***** RECORDED DATA *****

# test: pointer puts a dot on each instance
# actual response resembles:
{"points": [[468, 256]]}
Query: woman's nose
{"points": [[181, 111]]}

*****

- **WHAT IS NEEDED**
Rewrite the material, substituting "marker" for every "dot" and leaving everything else unchanged.

- **REPLY TO THE TASK**
# test: pointer puts a marker on each instance
# actual response resembles:
{"points": [[468, 256]]}
Query: woman's nose
{"points": [[181, 111]]}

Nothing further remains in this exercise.